The Central African Republic (CAR) reported five circulating vaccine-derived poliovirus type 2 (cVDPV2) cases, its first for 2023. The patients had January and February illness onsets and are from health regions 1 and 6. The CAR's cases this year have already reached its total for all of 2022.
In Chad, officials reported two cVDPV2 cases, bringing its total for the year to four. Paralysis onsets occurred in January and February in patients from Batha and Logone Oriental provinces.
Elsewhere, the Democratic Republic of Congo (DRC) reported 22 more cVDPV2 cases in patients with paralysis onsets in both 2022 and 2023, mainly from the eastern part of the country. The new cases lift the DRC's total for 2022 to 336 and the total for 2023 to 7. Also, the DRC reported 11 more circulating vaccine-derived poliovirus type 1 (cVDPV1) cases, also with paralysis onsets in both 2022 and 2023 and mainly involving patients in the country's east. The latest cases push the DRC's total for 2022 to 125 and its number for the current year to 3.
::::
> _ASSIGNED TASK 1_
Which countries does the polio case report name as reporting new cases?
> _ASSIGNED TASK 2_
Transcribe the polio case report word for word, starting with "The Central African" and going on through "all of 2022.".
> _ASSIGNED TASK 3_
Answer these from the polio case report:
(a) Which provinces were Chad's two newly reported patients from?
(b) After the new cases, what is the DRC's cVDPV2 total for 2022?
(c) How many more cVDPV1 cases did the DRC report?

> _SUPPLIED ENTRIES_
::::
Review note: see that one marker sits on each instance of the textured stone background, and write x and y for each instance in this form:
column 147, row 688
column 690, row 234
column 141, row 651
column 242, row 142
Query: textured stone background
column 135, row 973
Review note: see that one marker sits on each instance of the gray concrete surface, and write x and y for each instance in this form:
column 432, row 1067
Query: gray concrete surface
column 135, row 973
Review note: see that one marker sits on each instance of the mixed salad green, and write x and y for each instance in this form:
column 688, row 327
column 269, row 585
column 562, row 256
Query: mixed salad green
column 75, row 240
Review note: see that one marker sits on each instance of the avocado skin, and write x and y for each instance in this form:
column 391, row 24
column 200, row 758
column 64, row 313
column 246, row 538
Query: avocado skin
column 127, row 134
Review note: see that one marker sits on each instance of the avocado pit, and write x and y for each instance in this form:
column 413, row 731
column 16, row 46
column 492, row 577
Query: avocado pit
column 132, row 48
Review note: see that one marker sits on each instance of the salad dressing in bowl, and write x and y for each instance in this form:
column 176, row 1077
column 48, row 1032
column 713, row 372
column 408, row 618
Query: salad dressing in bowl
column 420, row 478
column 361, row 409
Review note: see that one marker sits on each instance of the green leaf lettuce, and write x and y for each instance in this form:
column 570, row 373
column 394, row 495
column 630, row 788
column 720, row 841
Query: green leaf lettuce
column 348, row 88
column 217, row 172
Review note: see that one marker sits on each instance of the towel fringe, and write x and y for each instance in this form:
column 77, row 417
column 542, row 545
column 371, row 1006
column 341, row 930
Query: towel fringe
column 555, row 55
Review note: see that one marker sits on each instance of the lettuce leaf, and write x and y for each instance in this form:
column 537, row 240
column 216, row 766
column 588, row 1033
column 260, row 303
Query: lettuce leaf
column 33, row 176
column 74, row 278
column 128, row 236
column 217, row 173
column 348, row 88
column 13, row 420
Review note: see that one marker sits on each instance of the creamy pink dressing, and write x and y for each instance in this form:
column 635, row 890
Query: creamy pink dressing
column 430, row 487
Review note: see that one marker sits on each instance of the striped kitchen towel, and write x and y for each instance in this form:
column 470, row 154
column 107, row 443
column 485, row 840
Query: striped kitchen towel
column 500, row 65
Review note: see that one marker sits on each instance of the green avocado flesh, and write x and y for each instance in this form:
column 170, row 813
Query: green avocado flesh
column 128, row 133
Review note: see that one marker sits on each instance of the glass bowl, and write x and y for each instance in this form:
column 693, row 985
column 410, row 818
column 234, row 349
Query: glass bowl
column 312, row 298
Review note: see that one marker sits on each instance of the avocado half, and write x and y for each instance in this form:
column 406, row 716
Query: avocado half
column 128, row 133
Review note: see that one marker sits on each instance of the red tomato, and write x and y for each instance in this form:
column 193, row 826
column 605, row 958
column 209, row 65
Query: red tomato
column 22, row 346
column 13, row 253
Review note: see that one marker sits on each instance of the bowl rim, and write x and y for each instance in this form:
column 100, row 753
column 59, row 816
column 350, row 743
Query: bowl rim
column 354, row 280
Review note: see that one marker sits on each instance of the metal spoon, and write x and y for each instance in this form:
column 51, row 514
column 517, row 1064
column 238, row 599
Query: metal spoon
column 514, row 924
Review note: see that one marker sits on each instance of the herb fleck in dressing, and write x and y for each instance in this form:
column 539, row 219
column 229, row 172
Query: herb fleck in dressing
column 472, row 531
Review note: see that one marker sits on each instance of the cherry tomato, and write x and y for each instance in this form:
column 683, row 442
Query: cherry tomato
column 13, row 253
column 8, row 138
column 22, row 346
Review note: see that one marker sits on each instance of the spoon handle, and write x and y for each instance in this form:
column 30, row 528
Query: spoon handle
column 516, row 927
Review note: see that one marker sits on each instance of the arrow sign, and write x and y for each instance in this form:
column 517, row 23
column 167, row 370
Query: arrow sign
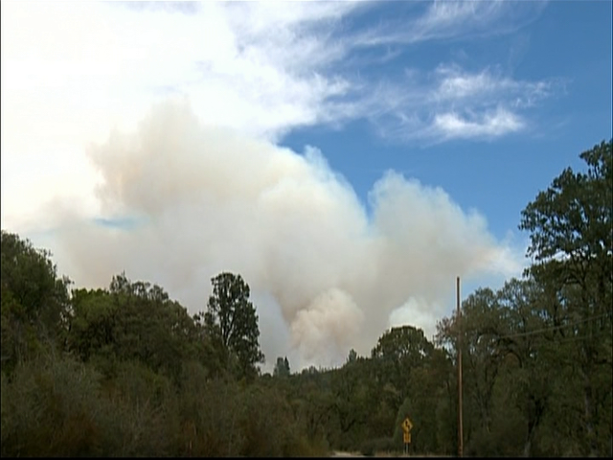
column 407, row 425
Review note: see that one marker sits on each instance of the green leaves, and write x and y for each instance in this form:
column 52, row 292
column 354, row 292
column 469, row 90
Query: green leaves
column 232, row 323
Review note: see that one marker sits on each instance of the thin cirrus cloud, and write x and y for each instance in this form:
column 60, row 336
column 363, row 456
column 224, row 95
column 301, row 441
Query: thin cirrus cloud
column 79, row 81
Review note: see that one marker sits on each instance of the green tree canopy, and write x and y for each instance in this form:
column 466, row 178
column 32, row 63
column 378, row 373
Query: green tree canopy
column 232, row 323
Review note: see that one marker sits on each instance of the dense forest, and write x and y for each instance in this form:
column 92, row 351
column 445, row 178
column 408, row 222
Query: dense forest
column 126, row 371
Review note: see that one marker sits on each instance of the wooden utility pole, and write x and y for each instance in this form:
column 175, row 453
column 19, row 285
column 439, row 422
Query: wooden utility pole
::::
> _REPLY 1_
Central African Republic (CAR), Chad, Democratic Republic of Congo (DRC)

> _REPLY 2_
The Central African Republic (CAR) reported five circulating vaccine-derived poliovirus type 2 (cVDPV2) cases, its first for 2023. The patients had January and February illness onsets and are from health regions 1 and 6. The CAR's cases this year have already reached its total for all of 2022.

> _REPLY 3_
(a) Batha and Logone Oriental
(b) 336
(c) 11